[Region labeling records]
— START —

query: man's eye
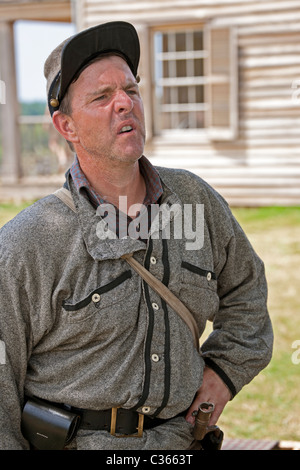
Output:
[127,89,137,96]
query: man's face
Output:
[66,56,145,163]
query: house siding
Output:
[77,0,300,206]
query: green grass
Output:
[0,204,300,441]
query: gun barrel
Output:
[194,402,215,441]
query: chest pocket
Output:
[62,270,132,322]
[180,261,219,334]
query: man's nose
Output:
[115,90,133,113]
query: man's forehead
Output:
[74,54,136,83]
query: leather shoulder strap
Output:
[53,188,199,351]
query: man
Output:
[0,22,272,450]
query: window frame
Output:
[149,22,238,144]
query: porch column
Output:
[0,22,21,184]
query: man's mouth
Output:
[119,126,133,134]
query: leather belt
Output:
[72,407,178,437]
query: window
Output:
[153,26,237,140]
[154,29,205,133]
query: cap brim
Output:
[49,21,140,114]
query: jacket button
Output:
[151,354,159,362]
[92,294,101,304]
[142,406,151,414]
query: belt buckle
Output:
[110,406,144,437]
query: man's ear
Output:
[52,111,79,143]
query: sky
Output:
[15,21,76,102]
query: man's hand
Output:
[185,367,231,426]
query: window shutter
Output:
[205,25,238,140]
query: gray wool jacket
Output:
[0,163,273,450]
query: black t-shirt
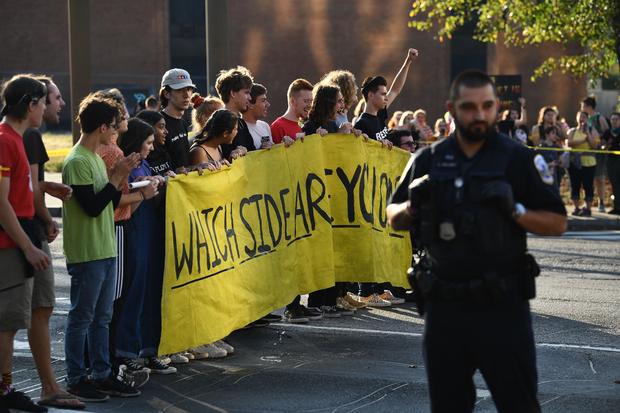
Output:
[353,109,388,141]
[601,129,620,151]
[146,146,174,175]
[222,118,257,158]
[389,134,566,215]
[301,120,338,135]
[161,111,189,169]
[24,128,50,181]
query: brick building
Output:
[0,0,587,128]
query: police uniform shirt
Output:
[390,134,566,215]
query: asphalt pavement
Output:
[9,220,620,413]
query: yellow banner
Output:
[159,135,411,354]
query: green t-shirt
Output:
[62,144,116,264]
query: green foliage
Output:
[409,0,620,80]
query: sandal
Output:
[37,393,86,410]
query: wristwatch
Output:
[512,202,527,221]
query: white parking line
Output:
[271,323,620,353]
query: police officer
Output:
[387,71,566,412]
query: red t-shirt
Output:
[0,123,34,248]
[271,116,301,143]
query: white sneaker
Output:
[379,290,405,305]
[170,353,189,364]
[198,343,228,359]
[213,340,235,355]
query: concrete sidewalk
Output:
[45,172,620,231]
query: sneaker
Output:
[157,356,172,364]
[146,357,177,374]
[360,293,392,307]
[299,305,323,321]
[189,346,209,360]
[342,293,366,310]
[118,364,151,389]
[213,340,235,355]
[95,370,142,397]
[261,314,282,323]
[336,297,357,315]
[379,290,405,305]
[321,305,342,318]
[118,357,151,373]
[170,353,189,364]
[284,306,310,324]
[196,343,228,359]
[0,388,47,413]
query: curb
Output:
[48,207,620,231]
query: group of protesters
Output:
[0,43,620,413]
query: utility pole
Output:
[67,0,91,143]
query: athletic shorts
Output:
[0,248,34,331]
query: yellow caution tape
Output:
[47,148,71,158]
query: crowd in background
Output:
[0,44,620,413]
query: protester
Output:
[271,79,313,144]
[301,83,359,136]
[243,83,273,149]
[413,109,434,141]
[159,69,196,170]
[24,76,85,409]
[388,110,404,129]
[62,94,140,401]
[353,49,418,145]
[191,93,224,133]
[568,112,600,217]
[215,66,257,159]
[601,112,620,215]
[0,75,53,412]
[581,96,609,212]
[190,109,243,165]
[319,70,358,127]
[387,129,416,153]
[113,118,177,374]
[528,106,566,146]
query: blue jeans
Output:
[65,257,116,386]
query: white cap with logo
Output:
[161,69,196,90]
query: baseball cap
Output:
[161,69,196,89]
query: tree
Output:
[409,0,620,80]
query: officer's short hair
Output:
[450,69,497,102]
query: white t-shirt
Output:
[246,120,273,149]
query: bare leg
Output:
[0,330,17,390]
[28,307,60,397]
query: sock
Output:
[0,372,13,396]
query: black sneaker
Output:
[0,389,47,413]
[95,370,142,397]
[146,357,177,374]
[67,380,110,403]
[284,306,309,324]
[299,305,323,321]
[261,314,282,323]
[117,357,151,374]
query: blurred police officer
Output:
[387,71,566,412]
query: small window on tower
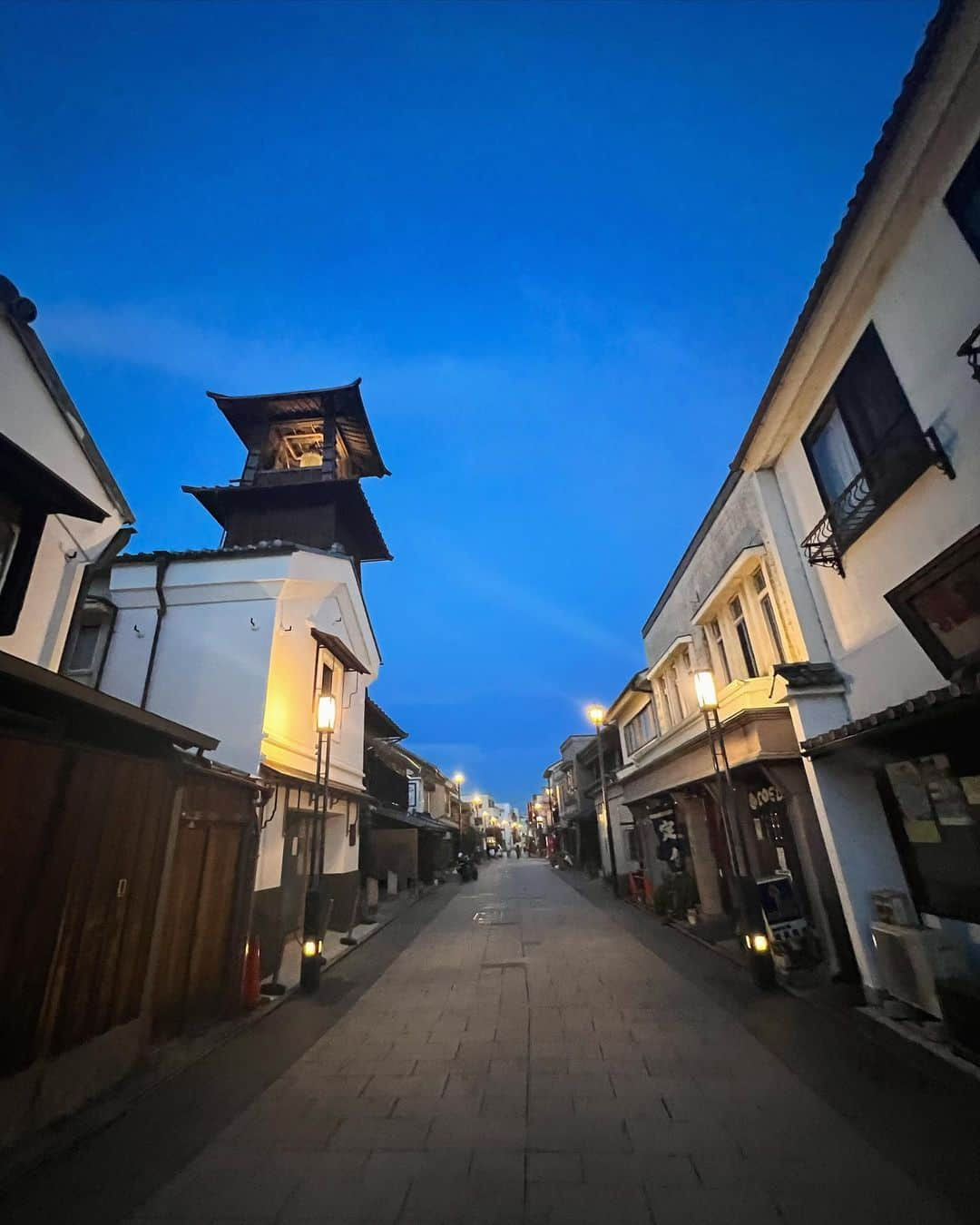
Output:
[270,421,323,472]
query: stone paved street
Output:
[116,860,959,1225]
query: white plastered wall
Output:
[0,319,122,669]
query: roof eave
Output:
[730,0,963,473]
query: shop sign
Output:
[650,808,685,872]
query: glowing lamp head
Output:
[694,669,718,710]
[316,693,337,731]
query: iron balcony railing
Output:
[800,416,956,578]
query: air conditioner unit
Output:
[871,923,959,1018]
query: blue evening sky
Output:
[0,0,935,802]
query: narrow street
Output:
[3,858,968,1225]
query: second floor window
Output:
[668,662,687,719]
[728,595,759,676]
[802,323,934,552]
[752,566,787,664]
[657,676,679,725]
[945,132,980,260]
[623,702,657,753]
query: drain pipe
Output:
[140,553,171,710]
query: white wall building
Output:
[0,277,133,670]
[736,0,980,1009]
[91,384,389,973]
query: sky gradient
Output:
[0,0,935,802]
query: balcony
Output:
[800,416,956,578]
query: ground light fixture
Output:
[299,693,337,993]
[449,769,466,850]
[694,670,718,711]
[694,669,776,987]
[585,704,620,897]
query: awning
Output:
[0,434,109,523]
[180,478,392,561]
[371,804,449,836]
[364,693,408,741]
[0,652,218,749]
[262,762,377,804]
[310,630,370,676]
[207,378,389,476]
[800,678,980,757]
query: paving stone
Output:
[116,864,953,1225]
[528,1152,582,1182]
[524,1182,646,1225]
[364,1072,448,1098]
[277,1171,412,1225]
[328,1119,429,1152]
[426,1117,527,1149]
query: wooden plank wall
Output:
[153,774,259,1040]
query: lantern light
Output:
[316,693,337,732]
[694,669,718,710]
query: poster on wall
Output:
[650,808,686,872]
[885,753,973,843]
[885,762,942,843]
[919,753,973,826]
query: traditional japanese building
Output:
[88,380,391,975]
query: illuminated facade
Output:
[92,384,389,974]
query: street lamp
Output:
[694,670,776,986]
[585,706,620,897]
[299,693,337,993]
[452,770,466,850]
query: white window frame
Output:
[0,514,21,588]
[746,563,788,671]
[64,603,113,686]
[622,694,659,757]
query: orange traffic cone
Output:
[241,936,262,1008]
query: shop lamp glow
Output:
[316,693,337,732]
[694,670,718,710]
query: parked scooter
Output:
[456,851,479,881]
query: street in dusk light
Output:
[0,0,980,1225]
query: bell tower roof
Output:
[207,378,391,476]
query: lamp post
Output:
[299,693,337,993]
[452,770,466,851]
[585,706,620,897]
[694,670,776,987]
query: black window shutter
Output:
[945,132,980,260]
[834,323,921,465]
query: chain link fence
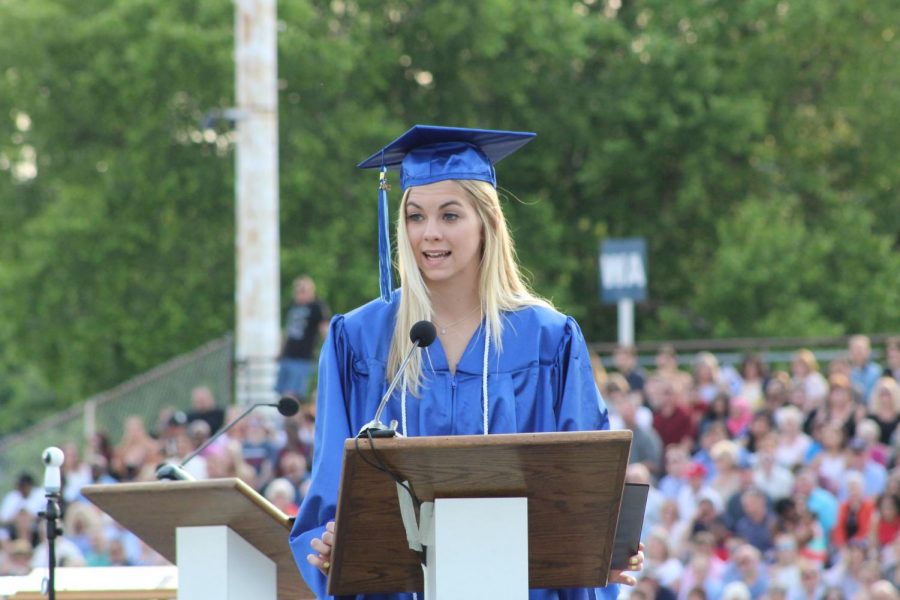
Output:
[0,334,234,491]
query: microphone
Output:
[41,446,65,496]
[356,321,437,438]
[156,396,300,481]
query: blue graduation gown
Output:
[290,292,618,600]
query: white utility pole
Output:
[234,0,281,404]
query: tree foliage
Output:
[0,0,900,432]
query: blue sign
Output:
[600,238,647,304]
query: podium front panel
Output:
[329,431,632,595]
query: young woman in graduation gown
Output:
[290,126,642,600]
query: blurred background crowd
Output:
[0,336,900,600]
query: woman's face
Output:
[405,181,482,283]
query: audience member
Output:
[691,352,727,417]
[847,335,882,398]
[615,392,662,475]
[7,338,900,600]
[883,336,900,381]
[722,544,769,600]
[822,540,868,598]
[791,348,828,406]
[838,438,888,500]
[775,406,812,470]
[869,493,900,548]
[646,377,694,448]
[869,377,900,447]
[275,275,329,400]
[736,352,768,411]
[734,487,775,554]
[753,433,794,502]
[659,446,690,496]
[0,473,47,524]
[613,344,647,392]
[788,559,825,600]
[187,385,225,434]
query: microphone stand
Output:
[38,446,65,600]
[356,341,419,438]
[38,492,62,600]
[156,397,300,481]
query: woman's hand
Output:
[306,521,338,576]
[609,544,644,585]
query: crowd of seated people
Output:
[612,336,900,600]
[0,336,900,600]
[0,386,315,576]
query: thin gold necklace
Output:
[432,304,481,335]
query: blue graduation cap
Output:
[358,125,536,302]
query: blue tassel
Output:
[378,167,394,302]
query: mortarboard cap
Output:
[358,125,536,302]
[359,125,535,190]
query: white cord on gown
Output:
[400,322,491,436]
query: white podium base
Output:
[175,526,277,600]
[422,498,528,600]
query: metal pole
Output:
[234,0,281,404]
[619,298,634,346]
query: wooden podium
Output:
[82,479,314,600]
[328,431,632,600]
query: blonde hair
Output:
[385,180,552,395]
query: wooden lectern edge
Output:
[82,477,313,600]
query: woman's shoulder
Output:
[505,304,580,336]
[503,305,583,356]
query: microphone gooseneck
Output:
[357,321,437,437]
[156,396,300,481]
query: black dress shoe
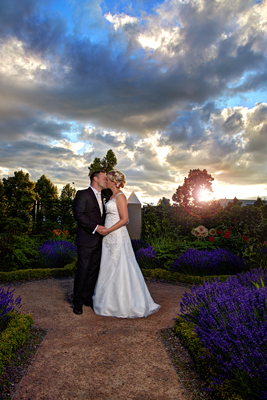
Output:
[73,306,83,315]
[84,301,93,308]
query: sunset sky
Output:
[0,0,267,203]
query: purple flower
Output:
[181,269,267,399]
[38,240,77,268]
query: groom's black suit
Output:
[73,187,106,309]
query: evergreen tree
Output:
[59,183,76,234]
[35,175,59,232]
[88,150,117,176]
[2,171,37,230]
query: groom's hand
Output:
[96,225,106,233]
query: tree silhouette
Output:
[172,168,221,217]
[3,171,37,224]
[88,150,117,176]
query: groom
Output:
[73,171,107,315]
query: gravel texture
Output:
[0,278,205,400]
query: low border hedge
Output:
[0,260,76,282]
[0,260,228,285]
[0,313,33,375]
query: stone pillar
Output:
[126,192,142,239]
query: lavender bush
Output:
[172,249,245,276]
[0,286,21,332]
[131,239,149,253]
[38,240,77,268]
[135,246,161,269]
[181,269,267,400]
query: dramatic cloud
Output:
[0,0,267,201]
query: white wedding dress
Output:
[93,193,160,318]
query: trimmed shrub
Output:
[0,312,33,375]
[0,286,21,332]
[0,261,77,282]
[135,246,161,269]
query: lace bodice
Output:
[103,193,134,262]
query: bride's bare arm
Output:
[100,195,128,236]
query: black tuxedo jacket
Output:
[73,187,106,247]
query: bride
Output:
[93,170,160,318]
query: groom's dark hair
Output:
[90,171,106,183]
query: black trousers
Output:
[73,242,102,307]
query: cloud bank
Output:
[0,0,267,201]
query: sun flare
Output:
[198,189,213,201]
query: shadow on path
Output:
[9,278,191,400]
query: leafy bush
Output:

— END —

## Exercise task
Transcribe exactly the line containing "query: gravel texture" and all remaining lines of the material, ending with the last one.

## Finished exercise
query: gravel texture
Output:
[0,278,205,400]
query: low border hedge
Output:
[0,260,76,282]
[0,260,228,285]
[0,313,33,375]
query: stone pillar
Output:
[126,192,142,239]
query: lavender bush
Output:
[172,249,245,276]
[0,286,21,332]
[131,239,149,253]
[38,240,77,268]
[135,246,161,269]
[181,269,267,400]
query: dramatic cloud
Output:
[0,0,267,201]
query: white wedding dress
Output:
[93,193,160,318]
query: trimmed shrub
Output:
[0,312,33,375]
[0,286,21,332]
[0,261,77,282]
[135,246,161,269]
query: lace bodice
Output:
[103,193,134,262]
query: bride's bare arm
Output:
[100,195,128,236]
query: black tuxedo jacket
Output:
[73,187,106,247]
query: bride
Output:
[93,170,160,318]
query: groom's dark hair
Output:
[90,171,106,183]
query: black trousers
Output:
[73,242,102,307]
query: cloud bank
Output:
[0,0,267,201]
query: sun flare
Output:
[198,189,213,201]
query: shadow on path
Output:
[9,278,191,400]
query: leafy bush
Output:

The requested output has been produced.